Supplied passage start

A GROUP set up to support blind people in Abingdon has been rescued from closure.

The Abingdon Macular Group has been a lifeline for people with failing eyesight since it was founded eight years ago.

The club provides a meeting place and a chance to chat over a cup of tea with others who share the condition. Guest speakers also regularly visit.

But when organiser Daphne Baker, 86, decided to step down from her role after four years and other volunteers also left, it looked as if the group, which meets at the Baptist Church Hall in Ock Street, would have to close.

Attempts to find new volunteers had failed, and Mrs Baker wrote to the Oxford Mail for help.

Now a Good Samaritan has stepped forward to save the group after hearing about its plight at an event to attract new members to clubs and societies.

Audrey Samuels, 47, said she wanted to help Abingdon Macular Group after witnessing the effect of the eyesight condition on her late uncle.

She said: “I went along to the clubs and societies day, starting speaking to Daphne, and offered to start helping with admin. I just wanted to get involved with something voluntary which would help people.

Supplied passage end

Exercise instructions => Continue the news story about the Abingdon Macular Group from the point where it stops.

Data extract start

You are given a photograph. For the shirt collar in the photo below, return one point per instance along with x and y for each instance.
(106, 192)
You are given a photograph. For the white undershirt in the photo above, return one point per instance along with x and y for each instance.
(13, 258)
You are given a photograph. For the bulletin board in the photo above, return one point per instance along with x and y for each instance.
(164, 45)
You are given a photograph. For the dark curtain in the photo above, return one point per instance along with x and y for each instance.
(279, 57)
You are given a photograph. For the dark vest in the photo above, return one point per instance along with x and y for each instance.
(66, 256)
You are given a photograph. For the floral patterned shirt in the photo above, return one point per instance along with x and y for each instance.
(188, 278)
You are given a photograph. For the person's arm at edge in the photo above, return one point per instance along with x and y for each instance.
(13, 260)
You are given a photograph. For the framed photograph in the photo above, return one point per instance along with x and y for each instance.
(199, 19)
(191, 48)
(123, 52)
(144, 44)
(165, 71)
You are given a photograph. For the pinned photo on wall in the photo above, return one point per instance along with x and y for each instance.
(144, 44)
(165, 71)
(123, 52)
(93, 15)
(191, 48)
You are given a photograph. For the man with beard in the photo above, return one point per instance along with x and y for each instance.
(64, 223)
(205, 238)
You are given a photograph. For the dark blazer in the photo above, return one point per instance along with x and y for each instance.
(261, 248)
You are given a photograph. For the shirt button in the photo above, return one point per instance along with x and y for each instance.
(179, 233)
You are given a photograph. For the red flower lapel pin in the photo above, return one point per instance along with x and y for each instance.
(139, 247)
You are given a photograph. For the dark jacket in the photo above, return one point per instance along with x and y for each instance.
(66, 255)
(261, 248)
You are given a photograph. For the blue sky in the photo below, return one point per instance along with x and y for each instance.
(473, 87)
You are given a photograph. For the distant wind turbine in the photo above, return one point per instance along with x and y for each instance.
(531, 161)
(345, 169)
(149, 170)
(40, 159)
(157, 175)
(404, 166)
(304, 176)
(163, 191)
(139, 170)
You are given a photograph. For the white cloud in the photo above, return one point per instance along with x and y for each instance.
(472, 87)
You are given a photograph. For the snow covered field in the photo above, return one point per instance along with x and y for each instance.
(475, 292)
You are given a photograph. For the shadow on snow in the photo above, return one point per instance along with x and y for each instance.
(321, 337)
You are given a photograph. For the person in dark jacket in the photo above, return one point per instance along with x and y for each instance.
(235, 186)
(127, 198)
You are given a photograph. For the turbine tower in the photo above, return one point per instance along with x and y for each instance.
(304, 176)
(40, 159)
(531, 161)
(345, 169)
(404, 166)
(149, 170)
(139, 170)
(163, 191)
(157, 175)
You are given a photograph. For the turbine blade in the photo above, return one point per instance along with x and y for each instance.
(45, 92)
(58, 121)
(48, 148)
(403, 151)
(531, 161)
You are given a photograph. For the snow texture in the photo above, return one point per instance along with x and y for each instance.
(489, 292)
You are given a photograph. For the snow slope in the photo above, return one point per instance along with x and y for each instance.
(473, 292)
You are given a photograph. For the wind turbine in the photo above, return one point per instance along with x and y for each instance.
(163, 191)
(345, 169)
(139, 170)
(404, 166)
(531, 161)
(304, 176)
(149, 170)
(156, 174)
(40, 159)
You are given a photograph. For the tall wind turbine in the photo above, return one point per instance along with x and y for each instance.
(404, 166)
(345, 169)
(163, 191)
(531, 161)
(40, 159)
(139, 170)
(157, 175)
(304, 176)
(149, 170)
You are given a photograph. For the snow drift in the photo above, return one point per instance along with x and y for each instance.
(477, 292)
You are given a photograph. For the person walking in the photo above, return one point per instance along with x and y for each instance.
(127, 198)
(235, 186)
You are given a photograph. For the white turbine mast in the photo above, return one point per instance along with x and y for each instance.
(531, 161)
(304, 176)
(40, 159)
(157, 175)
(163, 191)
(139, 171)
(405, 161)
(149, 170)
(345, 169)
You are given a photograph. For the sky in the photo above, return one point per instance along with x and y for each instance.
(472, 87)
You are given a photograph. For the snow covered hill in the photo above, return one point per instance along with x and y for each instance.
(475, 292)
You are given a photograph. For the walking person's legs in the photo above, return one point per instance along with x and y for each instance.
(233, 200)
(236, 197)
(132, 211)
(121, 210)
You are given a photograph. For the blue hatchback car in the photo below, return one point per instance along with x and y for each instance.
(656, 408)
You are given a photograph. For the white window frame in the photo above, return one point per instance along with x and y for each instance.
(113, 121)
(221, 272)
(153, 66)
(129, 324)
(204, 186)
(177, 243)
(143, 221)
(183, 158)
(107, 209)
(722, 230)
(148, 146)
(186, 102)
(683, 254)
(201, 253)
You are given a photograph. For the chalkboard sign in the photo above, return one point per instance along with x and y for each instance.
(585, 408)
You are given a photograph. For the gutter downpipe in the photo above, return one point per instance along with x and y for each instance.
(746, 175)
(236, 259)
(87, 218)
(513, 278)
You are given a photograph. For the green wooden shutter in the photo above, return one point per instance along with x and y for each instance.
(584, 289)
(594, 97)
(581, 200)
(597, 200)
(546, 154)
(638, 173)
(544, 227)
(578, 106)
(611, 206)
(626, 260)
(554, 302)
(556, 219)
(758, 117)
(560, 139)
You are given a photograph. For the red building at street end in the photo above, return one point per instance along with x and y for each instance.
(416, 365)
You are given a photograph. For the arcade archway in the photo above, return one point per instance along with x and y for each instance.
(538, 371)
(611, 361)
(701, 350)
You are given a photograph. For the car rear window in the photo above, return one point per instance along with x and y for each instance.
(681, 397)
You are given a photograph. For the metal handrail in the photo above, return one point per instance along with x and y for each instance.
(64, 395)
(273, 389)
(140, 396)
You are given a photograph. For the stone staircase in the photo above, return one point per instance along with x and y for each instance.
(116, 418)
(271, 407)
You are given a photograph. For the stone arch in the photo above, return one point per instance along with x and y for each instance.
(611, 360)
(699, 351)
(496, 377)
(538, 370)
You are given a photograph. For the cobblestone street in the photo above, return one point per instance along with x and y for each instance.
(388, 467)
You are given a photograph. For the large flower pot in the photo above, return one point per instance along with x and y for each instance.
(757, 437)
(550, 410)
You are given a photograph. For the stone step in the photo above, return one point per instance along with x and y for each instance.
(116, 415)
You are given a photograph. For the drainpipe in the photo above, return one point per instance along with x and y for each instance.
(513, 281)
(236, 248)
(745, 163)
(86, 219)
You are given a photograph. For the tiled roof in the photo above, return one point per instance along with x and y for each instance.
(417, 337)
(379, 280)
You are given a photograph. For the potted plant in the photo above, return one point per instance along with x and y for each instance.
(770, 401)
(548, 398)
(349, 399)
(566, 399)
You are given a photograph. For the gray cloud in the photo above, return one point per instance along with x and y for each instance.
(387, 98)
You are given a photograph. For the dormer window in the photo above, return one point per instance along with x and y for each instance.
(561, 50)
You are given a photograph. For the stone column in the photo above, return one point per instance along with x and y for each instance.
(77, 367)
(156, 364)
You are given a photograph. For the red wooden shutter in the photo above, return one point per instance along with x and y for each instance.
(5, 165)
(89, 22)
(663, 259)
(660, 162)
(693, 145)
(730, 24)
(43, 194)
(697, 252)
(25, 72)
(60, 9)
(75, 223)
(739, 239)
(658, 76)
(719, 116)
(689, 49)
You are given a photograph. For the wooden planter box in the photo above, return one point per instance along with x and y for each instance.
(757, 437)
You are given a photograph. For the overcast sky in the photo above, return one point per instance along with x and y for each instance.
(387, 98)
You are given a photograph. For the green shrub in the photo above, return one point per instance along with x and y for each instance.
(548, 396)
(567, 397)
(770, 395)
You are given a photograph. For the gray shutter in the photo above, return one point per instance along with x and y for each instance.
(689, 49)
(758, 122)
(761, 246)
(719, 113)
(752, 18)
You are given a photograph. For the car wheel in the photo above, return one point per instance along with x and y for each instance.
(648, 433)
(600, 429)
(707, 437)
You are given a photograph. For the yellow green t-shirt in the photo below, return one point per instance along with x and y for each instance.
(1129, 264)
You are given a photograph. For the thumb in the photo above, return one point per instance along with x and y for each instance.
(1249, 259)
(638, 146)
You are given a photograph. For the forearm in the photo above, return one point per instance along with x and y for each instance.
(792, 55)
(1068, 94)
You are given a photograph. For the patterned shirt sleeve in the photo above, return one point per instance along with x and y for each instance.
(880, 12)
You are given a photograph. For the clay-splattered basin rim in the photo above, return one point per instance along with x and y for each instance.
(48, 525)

Data extract end

Written response =>
“My uncle did suffer macular degeneration, so that was a common factor. He lost a lot of confidence and was scared that he was going to go blind. It really did upset him.”

Mrs Baker said: “We have been facing a difficult time with people about to go away and do different things.

“I’ve been doing it for four years and felt it was the right time to step down.

“Abingdon Macular Group is the only group for blind people in Abingdon and for people in that situation it is a huge help.

“When you don’t have eyesight it can cut you off from so much of the world and it’s nice to have someone else who you can chat to and understand what it’s like.”

Frank Shearman, 84, from Wantage, is one of 20 members who attend the regular meetings.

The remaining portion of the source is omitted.